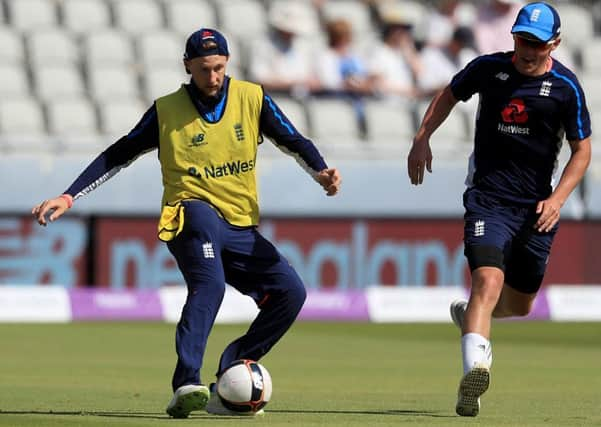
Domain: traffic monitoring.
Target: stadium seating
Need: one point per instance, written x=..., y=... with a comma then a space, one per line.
x=137, y=16
x=51, y=46
x=84, y=16
x=71, y=116
x=13, y=81
x=25, y=15
x=159, y=81
x=108, y=46
x=242, y=18
x=11, y=46
x=118, y=117
x=57, y=80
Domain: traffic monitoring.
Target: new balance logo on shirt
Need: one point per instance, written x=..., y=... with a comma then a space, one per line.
x=207, y=250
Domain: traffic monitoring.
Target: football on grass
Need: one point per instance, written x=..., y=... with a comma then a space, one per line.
x=245, y=386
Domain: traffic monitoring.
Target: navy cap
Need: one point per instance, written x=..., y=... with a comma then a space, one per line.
x=538, y=19
x=205, y=42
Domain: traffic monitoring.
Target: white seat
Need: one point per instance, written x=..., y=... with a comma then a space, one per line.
x=58, y=81
x=22, y=126
x=75, y=116
x=28, y=14
x=187, y=16
x=83, y=16
x=295, y=113
x=137, y=16
x=160, y=81
x=112, y=81
x=13, y=81
x=576, y=25
x=591, y=82
x=242, y=18
x=413, y=12
x=388, y=123
x=356, y=13
x=117, y=118
x=108, y=47
x=333, y=120
x=591, y=57
x=52, y=45
x=160, y=48
x=11, y=46
x=452, y=137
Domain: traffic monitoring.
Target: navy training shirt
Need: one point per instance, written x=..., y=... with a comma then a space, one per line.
x=520, y=125
x=144, y=137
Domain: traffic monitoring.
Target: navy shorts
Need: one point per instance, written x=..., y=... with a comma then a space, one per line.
x=500, y=234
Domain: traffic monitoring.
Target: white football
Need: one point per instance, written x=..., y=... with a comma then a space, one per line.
x=245, y=386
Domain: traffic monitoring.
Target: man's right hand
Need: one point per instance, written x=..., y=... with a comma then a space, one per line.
x=419, y=160
x=55, y=207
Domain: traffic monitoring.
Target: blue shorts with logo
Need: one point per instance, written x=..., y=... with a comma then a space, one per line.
x=500, y=234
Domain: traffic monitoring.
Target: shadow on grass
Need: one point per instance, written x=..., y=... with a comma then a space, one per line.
x=406, y=412
x=162, y=415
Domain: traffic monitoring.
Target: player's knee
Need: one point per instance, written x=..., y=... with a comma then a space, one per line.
x=521, y=309
x=297, y=294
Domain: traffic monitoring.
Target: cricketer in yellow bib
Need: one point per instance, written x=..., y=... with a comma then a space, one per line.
x=207, y=135
x=214, y=162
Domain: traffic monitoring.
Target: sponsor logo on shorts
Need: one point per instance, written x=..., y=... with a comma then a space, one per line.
x=479, y=228
x=207, y=250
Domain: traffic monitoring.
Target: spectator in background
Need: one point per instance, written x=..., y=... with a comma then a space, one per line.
x=395, y=62
x=440, y=64
x=340, y=71
x=493, y=19
x=441, y=22
x=281, y=62
x=528, y=103
x=207, y=135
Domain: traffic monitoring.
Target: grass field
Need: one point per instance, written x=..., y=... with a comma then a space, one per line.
x=334, y=374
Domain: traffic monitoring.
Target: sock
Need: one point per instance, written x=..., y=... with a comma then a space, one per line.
x=475, y=349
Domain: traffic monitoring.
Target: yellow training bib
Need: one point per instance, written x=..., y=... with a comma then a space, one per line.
x=214, y=162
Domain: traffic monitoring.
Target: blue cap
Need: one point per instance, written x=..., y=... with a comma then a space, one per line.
x=206, y=42
x=538, y=19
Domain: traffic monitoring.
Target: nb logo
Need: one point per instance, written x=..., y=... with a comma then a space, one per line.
x=239, y=132
x=515, y=112
x=207, y=250
x=479, y=228
x=198, y=140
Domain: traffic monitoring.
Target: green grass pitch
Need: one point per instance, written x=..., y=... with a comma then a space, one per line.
x=330, y=374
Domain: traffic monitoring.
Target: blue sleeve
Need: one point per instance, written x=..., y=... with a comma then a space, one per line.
x=275, y=125
x=467, y=81
x=576, y=121
x=142, y=138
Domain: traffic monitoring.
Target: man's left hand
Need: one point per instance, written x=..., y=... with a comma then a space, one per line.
x=330, y=180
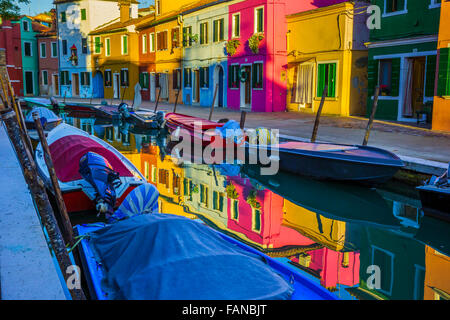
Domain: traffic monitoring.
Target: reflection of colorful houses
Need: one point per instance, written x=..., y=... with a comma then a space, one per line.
x=441, y=106
x=256, y=217
x=437, y=276
x=336, y=262
x=401, y=263
x=337, y=58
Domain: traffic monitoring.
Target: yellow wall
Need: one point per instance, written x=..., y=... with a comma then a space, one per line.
x=441, y=106
x=305, y=221
x=313, y=38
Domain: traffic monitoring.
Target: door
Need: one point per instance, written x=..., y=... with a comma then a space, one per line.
■ ■ ■ ■
# Assignment
Leave the pictures out and output all of the data verbatim.

# Result of this exercise
Domain: traffic monitoring.
Target: stadium seating
Need: one point per instance, written x=..., y=... with a comma then a space, one per line.
x=137, y=16
x=51, y=46
x=84, y=16
x=71, y=116
x=13, y=81
x=25, y=15
x=159, y=81
x=108, y=46
x=242, y=18
x=11, y=46
x=118, y=117
x=57, y=80
Domain: traffic monitoring.
Target: new balance logo on shirt
Need: one point per instance, written x=..., y=... with a comma then a space, one per line.
x=207, y=250
Domain: traffic monitoring.
Target: football on grass
Need: one point per instance, written x=..., y=... with a comma then a space, one per line.
x=245, y=386
Domain: traffic monitoring.
Target: navy cap
Need: one point per instance, written x=..., y=... with a comma then a space, one per line.
x=538, y=19
x=205, y=42
Domain: traffic monitoring.
Target: white seat
Need: one point per instance, written x=..., y=... with a comma then a space, one per line.
x=58, y=81
x=22, y=126
x=75, y=116
x=28, y=14
x=187, y=16
x=83, y=16
x=295, y=113
x=137, y=16
x=160, y=81
x=112, y=81
x=13, y=81
x=576, y=25
x=591, y=82
x=242, y=18
x=413, y=12
x=388, y=123
x=356, y=13
x=117, y=118
x=108, y=47
x=333, y=120
x=591, y=57
x=52, y=45
x=160, y=48
x=11, y=46
x=452, y=137
Domain: traffic monitoring.
Target: navy training shirt
Need: one point per instance, written x=..., y=... with a comma then a space, one per line.
x=520, y=125
x=144, y=137
Domain: traffic monitoring.
Target: navy shorts
Need: one point per instance, written x=..., y=... with a comma then a space, one per line.
x=500, y=234
Domain: traffic monitoring.
Target: white football
Need: one point per instance, written x=..., y=... with a comma then a space, one per line.
x=245, y=386
Domain: traffic monitoring.
Target: man's right hand
Need: one point per instance, written x=..., y=... with a comma then a space, one per line.
x=419, y=160
x=55, y=207
Domain: traffic monitoring.
Target: blue shorts with logo
Need: one point per instance, written x=..., y=... with a comma then a space, one per line.
x=500, y=234
Domain: traffic monitoring.
Target: shadow on grass
Need: one point per instance, written x=..., y=... with a comma then a space, one per line.
x=406, y=412
x=162, y=415
Domain: traffic monitoring.
Target: player's knee
Need: one point per instance, written x=..., y=... with a comma then a space, one per line.
x=521, y=309
x=297, y=294
Domain: traffic monitoring.
Target: cricketer in yellow bib
Need: one point per instance, written x=..., y=... with a comma then a space, one per line.
x=207, y=135
x=214, y=162
Domain: traffic monitoring.
Target: sponsor logo on shorts
Need: one point per instance, written x=..., y=... with a comma then a space, one per line.
x=479, y=228
x=207, y=250
Domain: traffic monitoring.
Target: spectator in background
Need: one point per instance, written x=..., y=... with a comma then a space, one per line.
x=395, y=62
x=440, y=64
x=340, y=71
x=493, y=19
x=441, y=22
x=281, y=62
x=528, y=103
x=207, y=135
Domain: traffic monitoring.
Target: grass field
Need: one point per instance, written x=..., y=... with a comma then a space, one per line.
x=334, y=374
Domain: traffic monitoring.
Target: sock
Need: one point per instance, written x=..., y=... with a comma then a space, one per line.
x=475, y=349
Domain: traffic monitoring.
Target: yellow training bib
Need: one point per instance, written x=..., y=... with a comma then a space, one per line.
x=214, y=162
Domain: traffic monitoring.
Target: blue cap
Need: one point per instance, written x=..., y=... with a comma then a space, one per line.
x=206, y=42
x=538, y=19
Domain: traffic monitoring.
Target: nb logo
Need: one point per instance, written x=..., y=... with a comma then a space, one per line.
x=239, y=132
x=515, y=112
x=207, y=250
x=479, y=228
x=198, y=140
Domain: traffic monitoring.
Target: green grass pitch
Need: one point per instance, written x=..., y=... with a comma then a space, one per line.
x=330, y=374
Domain: traffic monitoring.
Target: blue sleeve
Need: one point per instance, written x=..., y=... with a comma then a space, one per line.
x=275, y=125
x=467, y=81
x=576, y=121
x=142, y=138
Domain: traffic monitoring.
Target: man's left hand
Need: one point per instance, written x=..., y=... with a comma then a space, one per line.
x=330, y=180
Domain: traffic monitoring.
Target: reflection of colorful houses
Need: one point per instance, written x=..., y=... with a comma then a space, one per line.
x=441, y=106
x=256, y=217
x=437, y=276
x=336, y=262
x=401, y=263
x=337, y=58
Domain: traffic monitoring.
Target: yellow wall
Need: one point per instance, written x=..., y=... with a comma then a space, one per line.
x=441, y=106
x=305, y=221
x=313, y=38
Domain: traffic monitoring.
Target: door
Need: one point per instance, written x=..., y=... with a comma then a space, one per line.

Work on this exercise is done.